Your tasks:
a. Say whether each statement agrees with the Peradam text. Answer yes or no for each one and quote the deciding words. (i) The writer's first job after graduating was at Scott Polar Research Institute. (ii) Mount Art Services operated for ten years. (iii) The writer grew up in rural Dorset.
b. In the Peradam text, swap "birdsong" for "the wind" and write out the part between "I’m based at" and "what we have.", inclusive.
c. Write the next part of the Peradam text, picking up after its last sentence.

Passage provided:
--- begin ---
Peradam is a fine art printing and high-resolution scanning service run by printing and digital imaging technician, Jennifer Kyte.

I started printing at art school, first in the darkroom and then in the digital suite. My first job after graduating was at Scott Polar Research Institute at Cambridge University, digitising their collection of polar photography.

In 2015 I moved to Frome to set up Mount Art Services with my partner, Simon. We spent seven years framing and printing for local and national galleries, artists and collectors. In 2022 we closed-up shop to help Tara & Michael Greenwold form Mount Collective, an online wall-art gallery specialising in hand-framed reproduction prints sourced from archives and private collections. After Mount Collective launched, Simon and I took a step back from directorship to focus on our own projects, Peradam being one of mine.

I’m based at the Silk Mill in Frome. Peradam exists as part of a wider creative practice. It’s small, independent and constantly evolving.

Sustainability

I grew up in rural Dorset, surrounded by nature. My earliest memories are playing in leafy dens, listening to birdsong, and hiding in knee-high flower meadows. I want future generations to experience the same wonder of nature that I did as a child. That can only happen if we work hard now to protect what we have.
--- end ---
Source excerpt:
--- begin ---
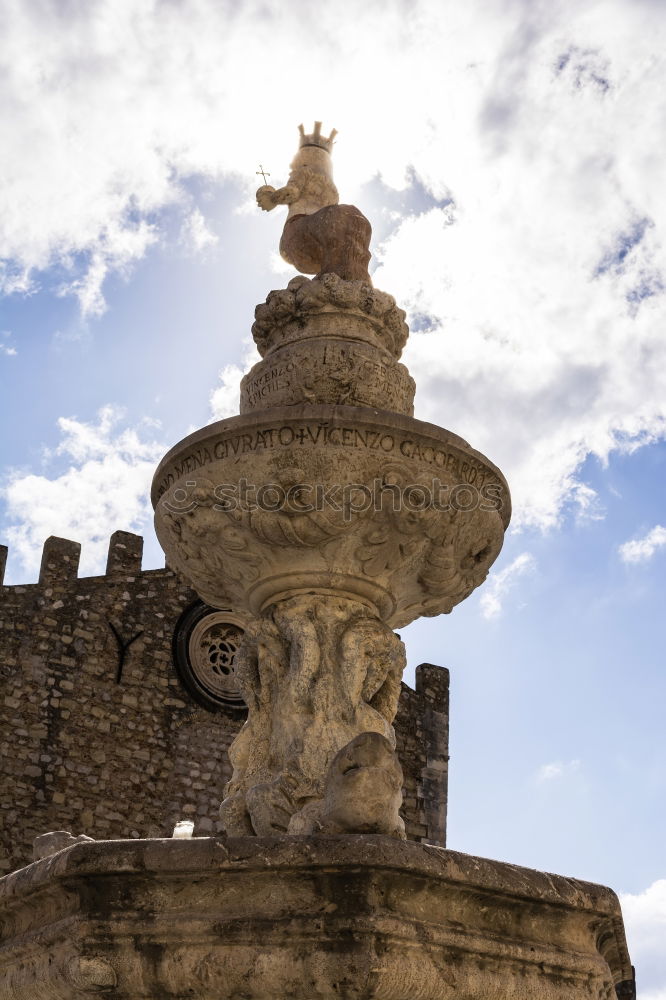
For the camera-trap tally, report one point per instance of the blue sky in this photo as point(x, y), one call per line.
point(509, 156)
--- end ---
Answers for the tasks:
a.
(i) Yes: "My first job after graduating was at Scott Polar Research Institute at Cambridge University"
(ii) No: "We spent seven years framing and printing for local and national galleries, artists and collectors"
(iii) Yes: "I grew up in rural Dorset"

b.
I’m based at the Silk Mill in Frome. Peradam exists as part of a wider creative practice. It’s small, independent and constantly evolving.

Sustainability

I grew up in rural Dorset, surrounded by nature. My earliest memories are playing in leafy dens, listening to the wind, and hiding in knee-high flower meadows. I want future generations to experience the same wonder of nature that I did as a child. That can only happen if we work hard now to protect what we have.

c.
Giclee printing is an archival process, creating prints that are lightfast and designed to last for decades, even centuries when cared for properly. The prints that I make are not meant as throwaway consumables, they are works of art that contribute to our visual culture.

I offer a range of the most environmentally friendly giclee papers available, the best two being Hahnemühle Hemp, made of 60% hemp and 40% cotton fibres, and the beautifully delicate Awagami Inbe Thin washi paper - made using hemp and mulberry fibres blended with pure mountain water.

read more about these papers here

Find out more about me and my background here

 FAQs

  • Giclee printing uses pigment-based inks sprayed onto archival coated papers. Giclee prints last decades or even centuries without fading if cared for properly. The process uses 12 ink colours to reproduce artwork in as true colour as is possible.

    vs Litho or CMYK printing:

    Mass-market art prints are often made with this process because when ordered in bulk the price per print can be cheap as chips. But they’re expensive if you’re only ordering one or two.

    CMYK printing uses four colours rather than the 12 that giclee has, meaning giclee prints reproduce colour much more accurately.

    Giclee printing is high-resolution, which gives the sharpest detail, and the deepest blacks.

    CMYK prints aren’t archival, and will fade or yellow over time.

    CMYK can be a good option for greetings cards, since cards aren’t intended to last decades, and they don’t need to be as colour-accurate as art prints.

    vs C-type:

    C-type prints are chemical-based, exposing paper to light in the same process as you’d use in a traditional darkroom (commercial print labs have big fancy machines that can do it very efficiently these days.) The tonal value of c-type is excellent, whereas giclee prints have a punchier saturation for brighter and denser colours.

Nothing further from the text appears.